[Opening Data section]

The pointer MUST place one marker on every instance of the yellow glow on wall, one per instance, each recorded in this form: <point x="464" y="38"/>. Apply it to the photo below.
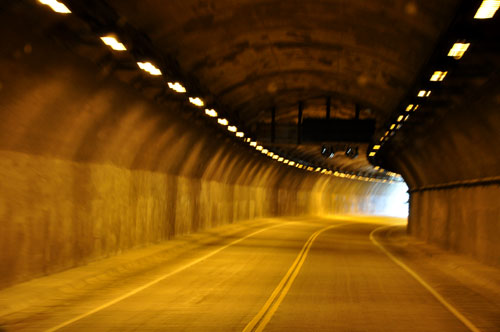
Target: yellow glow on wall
<point x="149" y="68"/>
<point x="56" y="6"/>
<point x="222" y="121"/>
<point x="113" y="43"/>
<point x="177" y="87"/>
<point x="196" y="101"/>
<point x="458" y="50"/>
<point x="424" y="93"/>
<point x="487" y="9"/>
<point x="438" y="76"/>
<point x="210" y="112"/>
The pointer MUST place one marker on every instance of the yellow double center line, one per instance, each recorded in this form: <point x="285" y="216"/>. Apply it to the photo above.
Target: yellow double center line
<point x="259" y="322"/>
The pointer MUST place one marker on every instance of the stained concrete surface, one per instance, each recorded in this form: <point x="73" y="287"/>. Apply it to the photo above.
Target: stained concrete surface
<point x="90" y="167"/>
<point x="346" y="283"/>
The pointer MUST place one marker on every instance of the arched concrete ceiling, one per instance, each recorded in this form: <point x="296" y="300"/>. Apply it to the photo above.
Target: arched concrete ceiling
<point x="255" y="55"/>
<point x="250" y="56"/>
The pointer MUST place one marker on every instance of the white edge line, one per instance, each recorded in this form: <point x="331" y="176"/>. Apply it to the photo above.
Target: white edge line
<point x="155" y="281"/>
<point x="438" y="296"/>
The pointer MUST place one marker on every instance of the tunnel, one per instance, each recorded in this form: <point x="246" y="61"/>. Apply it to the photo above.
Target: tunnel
<point x="249" y="165"/>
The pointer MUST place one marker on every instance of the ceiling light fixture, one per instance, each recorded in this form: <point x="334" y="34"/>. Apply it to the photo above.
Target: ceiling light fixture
<point x="438" y="76"/>
<point x="149" y="68"/>
<point x="196" y="101"/>
<point x="222" y="121"/>
<point x="210" y="112"/>
<point x="487" y="9"/>
<point x="56" y="6"/>
<point x="458" y="50"/>
<point x="177" y="87"/>
<point x="424" y="93"/>
<point x="113" y="43"/>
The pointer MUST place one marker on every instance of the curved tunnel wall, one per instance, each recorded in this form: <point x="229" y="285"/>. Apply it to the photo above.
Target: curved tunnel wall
<point x="453" y="172"/>
<point x="89" y="167"/>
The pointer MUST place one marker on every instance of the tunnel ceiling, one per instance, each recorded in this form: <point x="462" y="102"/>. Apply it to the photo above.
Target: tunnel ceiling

[Closing Data section]

◆ Goal of the exercise ◆
Would you retype every line shown above exactly, leaving the pictures aside?

◆ Answer for the task ◆
The pointer MUST place one marker on every instance of the yellow glow on wall, one per instance, each recorded in this form: <point x="464" y="38"/>. Apply it to the photo below.
Target: yellow glow on wall
<point x="149" y="68"/>
<point x="56" y="6"/>
<point x="222" y="121"/>
<point x="113" y="43"/>
<point x="177" y="87"/>
<point x="196" y="101"/>
<point x="458" y="50"/>
<point x="424" y="93"/>
<point x="487" y="9"/>
<point x="438" y="76"/>
<point x="210" y="112"/>
The pointer MUST place one marker on every instance of the yellow double center line, one per instance, each recorded in this form: <point x="285" y="216"/>. Apply it to the photo above.
Target: yellow double center line
<point x="259" y="322"/>
The pointer MUST place one marker on every instance of the stained concrete surface, one per instance, each recorded in this form: <point x="73" y="287"/>. Apply it to the photo above.
Target: stained concrete surface
<point x="90" y="167"/>
<point x="346" y="283"/>
The pointer MUST place one marker on every instance of the arched concrete ceiling, one per instance, each recorded in this form: <point x="296" y="300"/>. Apply it to the photo above.
Target: arched concrete ceiling
<point x="255" y="55"/>
<point x="250" y="56"/>
The pointer MUST place one marker on every instance of the white edge line, one per instance, each recorded in this form: <point x="331" y="176"/>. Apply it to the photo above.
Target: white edge line
<point x="155" y="281"/>
<point x="438" y="296"/>
The pointer MUST place one marker on every instance of the tunnel, one per instance, each recorded in this form: <point x="246" y="61"/>. Apply it to the photo above.
Target: tunnel
<point x="249" y="165"/>
The pointer MUST place one marker on every instance of the ceiling light fixture, one per instance, each recorded in this form: <point x="334" y="34"/>. Apply it to the photo above.
Target: ceiling light fixture
<point x="438" y="76"/>
<point x="149" y="68"/>
<point x="196" y="101"/>
<point x="222" y="121"/>
<point x="210" y="112"/>
<point x="487" y="9"/>
<point x="56" y="6"/>
<point x="458" y="50"/>
<point x="177" y="87"/>
<point x="424" y="93"/>
<point x="113" y="43"/>
The pointer MUST place one marker on every instance of the curved tunnel wall, one per instance, each recorded in this form: <point x="229" y="285"/>. Apply it to the photo above.
Target: curved tunnel wall
<point x="453" y="172"/>
<point x="89" y="167"/>
The pointer MUST place one marker on every instance of the tunnel ceiling, one per instance, each recorded in this form: <point x="462" y="102"/>. Apply it to the photo above.
Target: tunnel ceiling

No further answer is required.